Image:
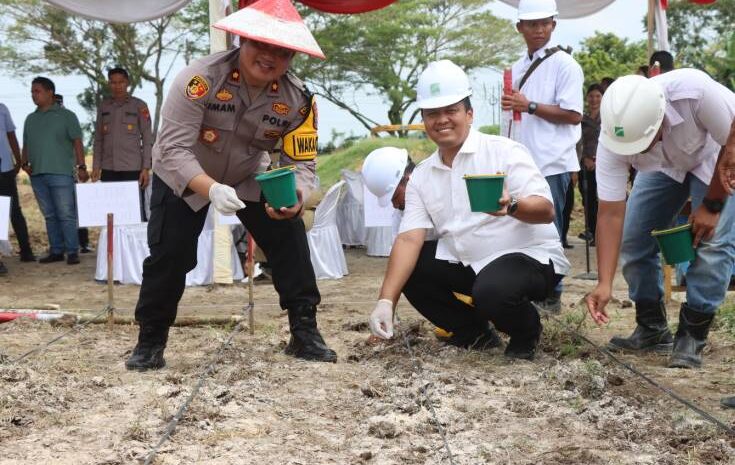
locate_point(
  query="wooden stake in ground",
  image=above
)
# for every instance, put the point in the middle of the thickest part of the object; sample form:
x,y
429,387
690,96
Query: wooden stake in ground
x,y
250,265
110,295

────────────────────────────────────────

*WORK ITEM*: With the line containing "# for every" as the start and the last line of the listing as the end, restate that stretch word for word and nothing else.

*FINAL ANSWER*:
# for every instance, put the point in the middle of the thickest part of the object; sample form:
x,y
429,387
690,96
Query: wooden stake in ground
x,y
250,265
110,295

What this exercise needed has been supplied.